→ Brief a: Set down the part of the passage below on accrediting governmental laboratories, starting at "15 U.S.C. 2063(f)(2)(B)." and ending at "statutory criteria.", with no changes.

→ Supplied passage:
Proposed Sec. 1112.13(c) would state the additional accreditation
requirements applicable to governmental laboratories. Section
14(f)(2)(B) of the CPSA mandates that the Commission may accept the
accreditation of a governmental laboratory if:
(i) [T]o the extent practicable, manufacturers or private
labelers located in any nation are permitted to choose conformity
assessment bodies that are not owned or controlled by the government
of that nation;
(ii) [T]he entity's testing results are not subject to undue
influence by any other person, including another governmental
entity;
(iii) [T]he entity is not accorded more favorable treatment than
other third party conformity assessment bodies in the same nation
who have been accredited under [section 14];
(iv) [T]he entity's testing results are accorded no greater
weight by other governmental authorities than those of other
accredited third party conformity assessment bodies accredited under
[section 14]; and
(v) [T]he entity does not exercise undue influence over other
governmental authorities on matters affecting its operations or on
decisions by other governmental authorities controlling distribution
of products based on outcomes of the entity's conformity
assessments.
15 U.S.C. 2063(f)(2)(B).
To evaluate whether a laboratory satisfies these criteria, the
proposed rule would require a governmental laboratory to submit a
description that can be in the form of a diagram, which illustrates
relationships with other entities, such as government agencies and
joint venture partners. Such a document would give us basic information
concerning the nature of the relationship between the laboratory and
the government. In addition, we would require the laboratory and the
relevant governmental entity to each respond to a questionnaire. The
questionnaires are designed to elicit information related to the five
statutory criteria.

→ Brief b: Return each line of the records below that contains the word "roof".

→ Supplied data:
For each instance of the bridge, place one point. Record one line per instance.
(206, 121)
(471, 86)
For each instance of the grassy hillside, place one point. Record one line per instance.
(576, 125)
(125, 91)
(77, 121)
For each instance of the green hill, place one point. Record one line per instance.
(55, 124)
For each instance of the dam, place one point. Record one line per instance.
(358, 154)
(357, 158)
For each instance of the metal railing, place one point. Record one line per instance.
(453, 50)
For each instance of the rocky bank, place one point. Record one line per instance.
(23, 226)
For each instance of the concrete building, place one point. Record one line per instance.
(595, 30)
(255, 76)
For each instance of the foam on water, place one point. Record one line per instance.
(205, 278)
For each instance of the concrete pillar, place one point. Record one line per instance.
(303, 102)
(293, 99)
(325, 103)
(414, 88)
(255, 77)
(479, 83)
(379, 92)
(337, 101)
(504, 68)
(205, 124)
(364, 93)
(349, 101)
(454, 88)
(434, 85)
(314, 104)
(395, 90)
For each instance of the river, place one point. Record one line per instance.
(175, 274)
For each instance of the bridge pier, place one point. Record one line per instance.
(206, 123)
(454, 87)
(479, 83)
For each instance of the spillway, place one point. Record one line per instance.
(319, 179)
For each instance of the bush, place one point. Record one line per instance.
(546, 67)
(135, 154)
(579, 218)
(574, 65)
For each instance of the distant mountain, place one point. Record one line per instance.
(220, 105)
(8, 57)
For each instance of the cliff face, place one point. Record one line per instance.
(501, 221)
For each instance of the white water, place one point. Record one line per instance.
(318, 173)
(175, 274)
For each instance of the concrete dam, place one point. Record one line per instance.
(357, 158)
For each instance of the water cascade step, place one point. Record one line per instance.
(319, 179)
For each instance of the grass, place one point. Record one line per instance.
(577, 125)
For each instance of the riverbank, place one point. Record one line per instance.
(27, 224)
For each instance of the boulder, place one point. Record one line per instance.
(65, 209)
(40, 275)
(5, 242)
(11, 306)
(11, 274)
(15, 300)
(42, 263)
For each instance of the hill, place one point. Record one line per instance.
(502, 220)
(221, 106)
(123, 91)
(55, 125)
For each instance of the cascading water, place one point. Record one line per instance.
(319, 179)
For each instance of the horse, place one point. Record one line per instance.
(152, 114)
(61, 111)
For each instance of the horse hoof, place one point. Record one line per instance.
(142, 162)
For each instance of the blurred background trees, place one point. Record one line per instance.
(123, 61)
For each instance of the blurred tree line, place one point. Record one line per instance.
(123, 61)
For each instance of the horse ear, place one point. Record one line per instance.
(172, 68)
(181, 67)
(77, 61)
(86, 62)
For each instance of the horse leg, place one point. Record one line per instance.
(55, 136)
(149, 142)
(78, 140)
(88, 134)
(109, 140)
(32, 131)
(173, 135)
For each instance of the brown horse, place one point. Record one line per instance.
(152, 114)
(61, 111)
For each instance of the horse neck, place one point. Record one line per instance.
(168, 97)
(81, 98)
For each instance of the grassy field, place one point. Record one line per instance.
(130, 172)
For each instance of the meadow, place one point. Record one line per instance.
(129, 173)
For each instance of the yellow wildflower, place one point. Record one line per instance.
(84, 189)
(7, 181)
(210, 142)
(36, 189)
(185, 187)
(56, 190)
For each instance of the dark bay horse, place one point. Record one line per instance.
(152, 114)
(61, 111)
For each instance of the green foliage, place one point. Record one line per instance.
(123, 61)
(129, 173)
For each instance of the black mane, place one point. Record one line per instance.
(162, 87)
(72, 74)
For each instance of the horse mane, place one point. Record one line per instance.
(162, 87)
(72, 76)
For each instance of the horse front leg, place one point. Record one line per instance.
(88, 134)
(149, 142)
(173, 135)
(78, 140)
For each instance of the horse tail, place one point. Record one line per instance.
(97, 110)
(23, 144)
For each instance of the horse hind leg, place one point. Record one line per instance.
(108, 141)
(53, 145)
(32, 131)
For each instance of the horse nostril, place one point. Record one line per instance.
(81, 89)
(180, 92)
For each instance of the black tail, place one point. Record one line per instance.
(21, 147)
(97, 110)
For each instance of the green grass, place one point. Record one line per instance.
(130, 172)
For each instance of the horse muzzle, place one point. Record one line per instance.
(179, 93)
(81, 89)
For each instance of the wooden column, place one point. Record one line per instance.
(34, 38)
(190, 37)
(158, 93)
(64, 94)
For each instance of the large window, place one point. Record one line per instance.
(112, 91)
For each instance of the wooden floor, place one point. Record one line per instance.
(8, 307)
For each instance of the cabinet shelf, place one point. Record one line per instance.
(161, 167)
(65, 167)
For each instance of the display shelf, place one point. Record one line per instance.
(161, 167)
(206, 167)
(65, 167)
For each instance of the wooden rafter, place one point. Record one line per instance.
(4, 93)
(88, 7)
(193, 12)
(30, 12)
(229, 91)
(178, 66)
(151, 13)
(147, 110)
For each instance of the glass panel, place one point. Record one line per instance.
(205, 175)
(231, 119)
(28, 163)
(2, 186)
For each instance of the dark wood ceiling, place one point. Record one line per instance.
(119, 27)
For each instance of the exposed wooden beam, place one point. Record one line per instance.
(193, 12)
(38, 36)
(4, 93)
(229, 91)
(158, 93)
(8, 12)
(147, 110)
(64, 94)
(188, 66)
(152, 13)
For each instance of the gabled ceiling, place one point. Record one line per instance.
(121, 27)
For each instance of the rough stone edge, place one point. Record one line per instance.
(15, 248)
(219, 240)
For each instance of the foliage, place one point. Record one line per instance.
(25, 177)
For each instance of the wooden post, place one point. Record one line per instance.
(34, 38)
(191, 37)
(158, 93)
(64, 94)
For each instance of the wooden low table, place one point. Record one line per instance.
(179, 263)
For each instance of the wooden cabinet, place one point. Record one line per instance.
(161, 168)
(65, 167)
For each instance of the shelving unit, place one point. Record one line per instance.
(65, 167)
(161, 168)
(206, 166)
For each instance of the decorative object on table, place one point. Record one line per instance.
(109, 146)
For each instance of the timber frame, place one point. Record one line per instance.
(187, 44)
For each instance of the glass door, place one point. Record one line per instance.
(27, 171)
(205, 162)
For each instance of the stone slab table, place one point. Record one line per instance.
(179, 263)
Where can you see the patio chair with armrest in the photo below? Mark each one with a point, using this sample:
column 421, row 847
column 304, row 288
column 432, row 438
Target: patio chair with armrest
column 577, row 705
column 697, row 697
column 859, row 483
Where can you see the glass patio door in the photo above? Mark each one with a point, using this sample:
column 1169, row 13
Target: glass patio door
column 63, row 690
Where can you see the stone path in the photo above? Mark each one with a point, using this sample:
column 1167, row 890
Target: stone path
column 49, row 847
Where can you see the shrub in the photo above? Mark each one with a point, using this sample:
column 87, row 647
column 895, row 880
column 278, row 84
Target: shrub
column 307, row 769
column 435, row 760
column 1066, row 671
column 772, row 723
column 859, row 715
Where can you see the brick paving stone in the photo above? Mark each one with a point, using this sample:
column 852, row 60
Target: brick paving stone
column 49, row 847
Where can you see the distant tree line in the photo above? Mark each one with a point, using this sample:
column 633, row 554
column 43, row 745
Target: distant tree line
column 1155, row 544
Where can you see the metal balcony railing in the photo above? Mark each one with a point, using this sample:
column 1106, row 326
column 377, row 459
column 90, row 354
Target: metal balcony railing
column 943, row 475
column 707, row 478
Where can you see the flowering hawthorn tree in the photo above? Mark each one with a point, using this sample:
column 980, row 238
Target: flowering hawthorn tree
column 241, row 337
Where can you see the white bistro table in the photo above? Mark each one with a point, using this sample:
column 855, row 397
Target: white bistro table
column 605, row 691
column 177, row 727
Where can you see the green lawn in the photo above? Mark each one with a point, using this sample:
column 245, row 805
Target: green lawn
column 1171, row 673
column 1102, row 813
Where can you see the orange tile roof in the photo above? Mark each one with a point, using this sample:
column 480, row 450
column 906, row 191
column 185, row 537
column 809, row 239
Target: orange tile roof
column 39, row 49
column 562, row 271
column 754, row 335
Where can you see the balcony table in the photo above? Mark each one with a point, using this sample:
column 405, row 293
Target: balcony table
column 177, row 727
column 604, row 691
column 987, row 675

→ Problem solution a:
15 U.S.C. 2063(f)(2)(B).
To evaluate whether a laboratory satisfies these criteria, the
proposed rule would require a governmental laboratory to submit a
description that can be in the form of a diagram, which illustrates
relationships with other entities, such as government agencies and
joint venture partners. Such a document would give us basic information
concerning the nature of the relationship between the laboratory and
the government. In addition, we would require the laboratory and the
relevant governmental entity to each respond to a questionnaire. The
questionnaires are designed to elicit information related to the five
statutory criteria.

→ Problem solution b:
Where can you see the orange tile roof in the photo above? Mark each one with a point, using this sample:
Target: orange tile roof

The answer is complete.